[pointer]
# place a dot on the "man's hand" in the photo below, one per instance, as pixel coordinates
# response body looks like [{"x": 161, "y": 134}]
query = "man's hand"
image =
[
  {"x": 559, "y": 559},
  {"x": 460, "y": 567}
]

========================================

#### [GIVEN INSTRUCTION]
Please rename "man's hand" to "person's hand" throughout the records above, keeping every other line unchanged.

#### [FULL ANSWER]
[pointer]
# place a dot on the "person's hand" in the photo below, one per instance, as pixel coordinates
# response body looks like [{"x": 161, "y": 134}]
query = "person's hand"
image =
[
  {"x": 559, "y": 559},
  {"x": 460, "y": 567}
]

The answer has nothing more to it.